Exercise details: Rewrite every line of the records below, requests included, but multiply each coordinate in the answers by 1.1 and round it to the nearest whole number, with halves rounded up. Leave out the pictures.

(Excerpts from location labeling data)
· · ·
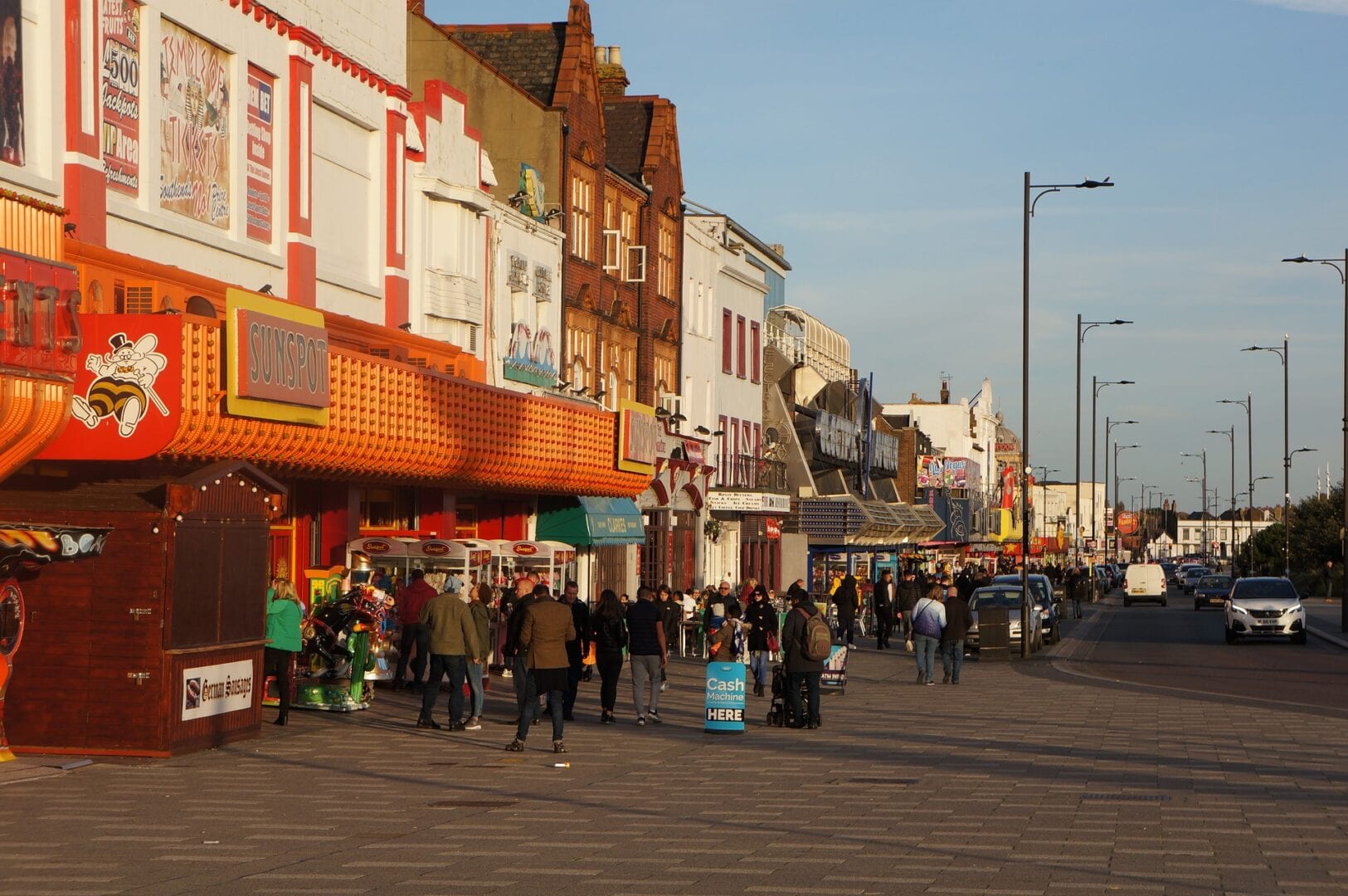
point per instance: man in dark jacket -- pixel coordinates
(910, 592)
(959, 619)
(410, 602)
(801, 669)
· · ·
Task response:
point per instance: man in dark jacket -- pixel coordinates
(1001, 651)
(1055, 681)
(451, 662)
(881, 736)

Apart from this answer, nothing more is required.